'''

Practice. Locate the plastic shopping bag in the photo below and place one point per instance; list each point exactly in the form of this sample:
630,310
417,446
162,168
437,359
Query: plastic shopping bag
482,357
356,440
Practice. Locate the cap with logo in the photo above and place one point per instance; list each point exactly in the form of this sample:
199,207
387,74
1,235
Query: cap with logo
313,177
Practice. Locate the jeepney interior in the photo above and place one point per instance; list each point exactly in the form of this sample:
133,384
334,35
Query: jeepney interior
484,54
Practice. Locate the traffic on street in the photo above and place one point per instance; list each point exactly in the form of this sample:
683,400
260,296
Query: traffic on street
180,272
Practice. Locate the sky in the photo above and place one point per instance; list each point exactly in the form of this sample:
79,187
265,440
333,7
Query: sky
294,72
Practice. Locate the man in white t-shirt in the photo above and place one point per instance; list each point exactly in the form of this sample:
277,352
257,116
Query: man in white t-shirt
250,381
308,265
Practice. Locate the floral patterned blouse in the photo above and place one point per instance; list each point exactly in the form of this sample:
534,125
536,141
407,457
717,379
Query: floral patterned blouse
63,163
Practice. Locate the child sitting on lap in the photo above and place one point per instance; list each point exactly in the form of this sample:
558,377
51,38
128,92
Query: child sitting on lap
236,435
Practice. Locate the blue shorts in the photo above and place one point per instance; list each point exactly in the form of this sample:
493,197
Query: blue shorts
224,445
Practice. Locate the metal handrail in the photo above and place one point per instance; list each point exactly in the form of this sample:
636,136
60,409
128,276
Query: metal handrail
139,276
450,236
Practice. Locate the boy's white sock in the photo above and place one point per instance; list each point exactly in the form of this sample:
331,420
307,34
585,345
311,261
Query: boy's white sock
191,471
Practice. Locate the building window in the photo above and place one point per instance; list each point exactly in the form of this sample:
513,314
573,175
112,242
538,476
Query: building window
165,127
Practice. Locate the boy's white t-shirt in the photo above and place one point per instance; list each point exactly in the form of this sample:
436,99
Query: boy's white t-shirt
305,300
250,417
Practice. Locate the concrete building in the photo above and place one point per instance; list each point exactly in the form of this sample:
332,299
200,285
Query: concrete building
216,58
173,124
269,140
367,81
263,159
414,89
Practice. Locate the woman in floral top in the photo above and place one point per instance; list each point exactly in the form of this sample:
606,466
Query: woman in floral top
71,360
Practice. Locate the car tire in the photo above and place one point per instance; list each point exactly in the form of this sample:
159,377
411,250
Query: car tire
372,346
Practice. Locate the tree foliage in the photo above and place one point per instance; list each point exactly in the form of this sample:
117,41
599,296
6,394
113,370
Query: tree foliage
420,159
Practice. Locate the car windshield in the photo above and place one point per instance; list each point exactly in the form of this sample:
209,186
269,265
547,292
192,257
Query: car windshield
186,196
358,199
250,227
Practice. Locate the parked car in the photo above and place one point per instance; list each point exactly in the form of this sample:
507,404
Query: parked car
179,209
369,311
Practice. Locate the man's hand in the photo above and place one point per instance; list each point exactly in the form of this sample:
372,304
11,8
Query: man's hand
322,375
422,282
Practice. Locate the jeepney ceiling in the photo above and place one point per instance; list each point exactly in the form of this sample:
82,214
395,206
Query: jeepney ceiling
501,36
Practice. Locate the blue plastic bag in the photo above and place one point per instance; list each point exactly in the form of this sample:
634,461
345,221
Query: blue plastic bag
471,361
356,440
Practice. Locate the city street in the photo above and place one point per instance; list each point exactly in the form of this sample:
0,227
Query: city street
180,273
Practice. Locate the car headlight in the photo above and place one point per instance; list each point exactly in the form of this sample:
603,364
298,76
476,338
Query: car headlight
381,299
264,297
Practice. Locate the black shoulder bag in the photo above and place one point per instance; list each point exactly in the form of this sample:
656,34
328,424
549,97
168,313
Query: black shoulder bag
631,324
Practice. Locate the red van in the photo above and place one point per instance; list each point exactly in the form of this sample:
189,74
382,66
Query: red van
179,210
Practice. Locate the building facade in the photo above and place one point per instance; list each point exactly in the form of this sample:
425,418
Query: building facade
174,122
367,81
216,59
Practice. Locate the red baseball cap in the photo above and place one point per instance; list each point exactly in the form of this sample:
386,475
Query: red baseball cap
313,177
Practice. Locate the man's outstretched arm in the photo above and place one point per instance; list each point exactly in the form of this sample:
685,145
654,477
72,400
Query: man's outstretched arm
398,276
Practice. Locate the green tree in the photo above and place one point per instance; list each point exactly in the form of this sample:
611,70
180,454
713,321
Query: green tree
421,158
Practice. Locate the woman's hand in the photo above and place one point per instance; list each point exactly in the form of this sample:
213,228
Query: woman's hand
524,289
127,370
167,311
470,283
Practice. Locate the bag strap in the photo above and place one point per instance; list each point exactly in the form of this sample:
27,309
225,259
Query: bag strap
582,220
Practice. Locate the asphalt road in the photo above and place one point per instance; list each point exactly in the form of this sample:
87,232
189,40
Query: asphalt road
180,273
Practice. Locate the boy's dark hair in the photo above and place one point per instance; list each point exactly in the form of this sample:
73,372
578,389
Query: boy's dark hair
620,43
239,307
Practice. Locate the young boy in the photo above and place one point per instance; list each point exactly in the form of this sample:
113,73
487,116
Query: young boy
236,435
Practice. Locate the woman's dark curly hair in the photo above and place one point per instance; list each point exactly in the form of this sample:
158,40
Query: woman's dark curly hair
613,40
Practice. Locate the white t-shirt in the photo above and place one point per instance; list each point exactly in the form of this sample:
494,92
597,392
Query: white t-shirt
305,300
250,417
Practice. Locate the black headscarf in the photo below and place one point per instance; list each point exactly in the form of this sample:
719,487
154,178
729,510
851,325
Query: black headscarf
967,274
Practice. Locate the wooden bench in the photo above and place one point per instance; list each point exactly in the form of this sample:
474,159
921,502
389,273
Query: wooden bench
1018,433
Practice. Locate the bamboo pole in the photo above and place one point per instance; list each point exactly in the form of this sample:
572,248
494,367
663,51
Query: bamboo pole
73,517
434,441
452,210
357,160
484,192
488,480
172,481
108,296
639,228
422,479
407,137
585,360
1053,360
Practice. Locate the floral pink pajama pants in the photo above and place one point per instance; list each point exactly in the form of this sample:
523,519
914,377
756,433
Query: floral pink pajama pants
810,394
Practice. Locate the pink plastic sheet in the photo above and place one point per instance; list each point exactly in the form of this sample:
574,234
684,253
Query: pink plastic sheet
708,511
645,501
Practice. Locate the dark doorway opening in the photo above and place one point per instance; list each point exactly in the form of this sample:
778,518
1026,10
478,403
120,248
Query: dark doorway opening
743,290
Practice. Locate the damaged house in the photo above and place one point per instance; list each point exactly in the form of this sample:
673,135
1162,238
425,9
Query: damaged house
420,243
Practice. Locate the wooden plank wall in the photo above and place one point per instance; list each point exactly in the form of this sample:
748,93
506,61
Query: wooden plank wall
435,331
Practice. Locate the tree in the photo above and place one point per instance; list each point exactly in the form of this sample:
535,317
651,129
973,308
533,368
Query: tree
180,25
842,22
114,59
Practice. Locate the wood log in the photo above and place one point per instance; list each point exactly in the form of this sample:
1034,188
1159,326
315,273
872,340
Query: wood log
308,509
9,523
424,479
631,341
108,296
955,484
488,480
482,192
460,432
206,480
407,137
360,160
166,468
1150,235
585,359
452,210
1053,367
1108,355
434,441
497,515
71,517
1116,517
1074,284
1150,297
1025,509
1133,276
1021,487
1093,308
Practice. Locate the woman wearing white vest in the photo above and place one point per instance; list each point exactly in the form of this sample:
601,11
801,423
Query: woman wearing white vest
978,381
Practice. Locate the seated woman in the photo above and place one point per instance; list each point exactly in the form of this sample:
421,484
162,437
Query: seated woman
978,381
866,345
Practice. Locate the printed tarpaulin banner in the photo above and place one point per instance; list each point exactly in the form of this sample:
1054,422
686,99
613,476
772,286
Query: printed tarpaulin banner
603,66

'''

PROBLEM STATEMENT
In the records above, locate every line with the string "below" and copy it.

SOLUTION TO THE EXERCISE
Practice. Locate the plastic shopping bag in the photo below and place one point per instance; list each point exactly in the form of this sample:
Practice. Locate the black headscarf in the photo below and place one point per instance; list each point exactly in the form of this sample:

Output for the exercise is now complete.